(Items from a data source)
********************

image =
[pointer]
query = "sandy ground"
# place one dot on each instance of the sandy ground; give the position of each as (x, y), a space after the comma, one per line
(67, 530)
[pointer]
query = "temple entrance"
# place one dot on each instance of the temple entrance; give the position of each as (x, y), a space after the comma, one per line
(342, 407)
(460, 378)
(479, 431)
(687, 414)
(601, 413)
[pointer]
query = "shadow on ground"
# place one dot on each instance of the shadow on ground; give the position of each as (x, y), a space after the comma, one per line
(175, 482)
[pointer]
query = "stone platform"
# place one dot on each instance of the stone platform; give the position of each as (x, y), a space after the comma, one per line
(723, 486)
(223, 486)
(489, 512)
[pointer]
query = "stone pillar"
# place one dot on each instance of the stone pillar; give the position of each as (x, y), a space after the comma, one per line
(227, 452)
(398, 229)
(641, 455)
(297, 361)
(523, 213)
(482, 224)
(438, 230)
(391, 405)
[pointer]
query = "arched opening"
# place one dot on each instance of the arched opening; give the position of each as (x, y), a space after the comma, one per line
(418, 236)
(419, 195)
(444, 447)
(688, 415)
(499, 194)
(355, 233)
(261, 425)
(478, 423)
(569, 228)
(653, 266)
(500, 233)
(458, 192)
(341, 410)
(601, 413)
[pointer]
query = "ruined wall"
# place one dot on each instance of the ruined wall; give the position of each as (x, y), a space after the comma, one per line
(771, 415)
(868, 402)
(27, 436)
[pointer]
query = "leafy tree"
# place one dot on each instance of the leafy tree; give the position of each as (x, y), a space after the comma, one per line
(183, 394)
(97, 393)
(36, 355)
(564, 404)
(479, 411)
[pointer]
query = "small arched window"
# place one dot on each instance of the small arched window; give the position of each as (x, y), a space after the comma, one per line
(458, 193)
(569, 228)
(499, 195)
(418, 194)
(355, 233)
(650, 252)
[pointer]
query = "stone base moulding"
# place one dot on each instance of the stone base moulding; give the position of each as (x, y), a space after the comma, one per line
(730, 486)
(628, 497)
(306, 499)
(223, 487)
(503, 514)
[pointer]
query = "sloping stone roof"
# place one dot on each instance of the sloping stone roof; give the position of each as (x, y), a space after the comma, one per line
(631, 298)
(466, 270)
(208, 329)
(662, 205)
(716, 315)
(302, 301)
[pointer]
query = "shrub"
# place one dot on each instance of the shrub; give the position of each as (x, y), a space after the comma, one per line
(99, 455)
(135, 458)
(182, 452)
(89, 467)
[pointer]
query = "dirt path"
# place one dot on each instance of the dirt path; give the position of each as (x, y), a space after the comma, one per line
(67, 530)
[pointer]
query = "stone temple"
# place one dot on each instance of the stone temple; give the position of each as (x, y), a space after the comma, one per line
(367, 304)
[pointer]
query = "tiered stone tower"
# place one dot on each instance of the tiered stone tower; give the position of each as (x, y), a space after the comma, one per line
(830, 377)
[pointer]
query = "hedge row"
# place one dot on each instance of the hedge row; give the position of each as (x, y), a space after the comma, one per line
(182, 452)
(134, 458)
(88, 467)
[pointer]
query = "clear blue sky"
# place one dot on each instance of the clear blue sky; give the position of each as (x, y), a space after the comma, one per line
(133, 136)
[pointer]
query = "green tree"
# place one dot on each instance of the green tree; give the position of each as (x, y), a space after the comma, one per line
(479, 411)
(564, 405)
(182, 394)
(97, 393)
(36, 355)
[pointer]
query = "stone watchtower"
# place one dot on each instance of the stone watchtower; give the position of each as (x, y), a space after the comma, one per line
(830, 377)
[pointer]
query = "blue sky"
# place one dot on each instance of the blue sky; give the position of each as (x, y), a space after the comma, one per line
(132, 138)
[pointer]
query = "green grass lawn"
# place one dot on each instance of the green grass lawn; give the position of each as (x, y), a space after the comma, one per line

********************

--- Task to carry out ---
Would you restate each of the entries word for word?

--- Answer to this exercise ---
image =
[pointer]
query = "sandy ground"
# place one dot on each instance of the sandy ground; give the position of each as (x, y), a space after the comma, one per line
(67, 530)
[pointer]
query = "temple entrance"
# place one dot on each instance of the temple entrance; give the position of each as (x, y), a space after the comma, one per line
(342, 407)
(460, 378)
(479, 431)
(687, 414)
(601, 413)
[pointer]
query = "shadow on ground"
# place one dot on each instance of the shadow on ground; give the position of each as (x, y), a space after the comma, one per line
(175, 482)
[pointer]
query = "stone platform"
# place one dot on each instance of the stone platform; give the position of each as (x, y), a space after the comma, one per line
(723, 486)
(223, 486)
(489, 512)
[pointer]
query = "stone pillar"
# place one dot on each instance of the stone pillar; give the position of each as (x, y), a space after the comma, one per line
(227, 452)
(398, 229)
(641, 455)
(297, 361)
(523, 213)
(482, 224)
(438, 230)
(391, 405)
[pointer]
query = "arched opening"
# place one dot on each instance of the arched opening; give the position of each as (x, y), a space after the comma, one per line
(418, 236)
(419, 195)
(444, 447)
(688, 415)
(499, 194)
(355, 233)
(261, 425)
(478, 423)
(569, 228)
(653, 266)
(500, 233)
(458, 192)
(341, 410)
(601, 413)
[pointer]
query = "ruined wall"
# place one dot on each instance of the ruined wall; give the position of each as (x, y), a space after the comma, one per line
(771, 415)
(868, 402)
(27, 436)
[pointer]
query = "leafy tree"
# place one dot on each instance of the leafy tree; give the position of each as (x, y), a space after the comma, one per line
(183, 394)
(97, 393)
(36, 355)
(564, 404)
(479, 411)
[pointer]
query = "small arched window"
# place one dot on each instance of the small arched window; give the position of each as (x, y), a space after the comma, one per line
(458, 193)
(569, 228)
(499, 195)
(418, 194)
(355, 233)
(650, 252)
[pointer]
query = "stone base moulding"
# place one dot on each instance of the stone base moulding; give the position of each as (x, y), a space after the comma, one per line
(730, 486)
(628, 497)
(306, 499)
(223, 487)
(503, 514)
[pointer]
query = "sloping stone roof"
# place one dot on each instance of the sloping stone roof; give the position of each as (x, y), a space after the comma, one per line
(631, 298)
(466, 270)
(208, 329)
(662, 205)
(716, 315)
(302, 301)
[pointer]
query = "shrub"
# place one dot on each instance of the shrub; give the position of each as (x, y), a space after the comma, one per line
(99, 455)
(135, 458)
(182, 452)
(89, 467)
[pointer]
query = "dirt path"
# place one dot on each instance of the dirt path; give the position of each as (x, y), a space after the comma, one per line
(67, 530)
[pointer]
query = "stone temple"
# place one dot on each instance of the stone temple; give the position of each as (x, y), a space after the comma, one per line
(367, 304)
[pointer]
query = "tiered stone tower"
# place one dot on each instance of the tiered stone tower; give the position of each as (x, y), a space after the comma, one per line
(830, 377)
[pointer]
query = "hedge row"
# place one dot on each instance of the hedge row; give the position of each as (x, y), a space after the comma, one per line
(182, 452)
(134, 458)
(88, 467)
[pointer]
query = "clear blue sky"
# place one dot on each instance of the clear blue sky; give the position of each as (x, y), a space after the comma, one per line
(133, 136)
[pointer]
query = "green tree"
# place one dot on each instance of the green tree; give the position of each as (x, y), a space after the comma, one per line
(479, 411)
(564, 405)
(182, 394)
(97, 393)
(36, 355)
[pointer]
query = "stone watchtower"
# place one dot on each instance of the stone watchtower; give the position of each as (x, y), a space after the comma, one per line
(830, 377)
[pointer]
query = "blue sky"
# place one dot on each instance of the blue sky; give the position of each as (x, y), a space after the comma, one per line
(132, 138)
[pointer]
query = "green grass lawn"
# place one dot on each instance of the green grass lawn; give the position of each as (x, y), a space after the comma, one per line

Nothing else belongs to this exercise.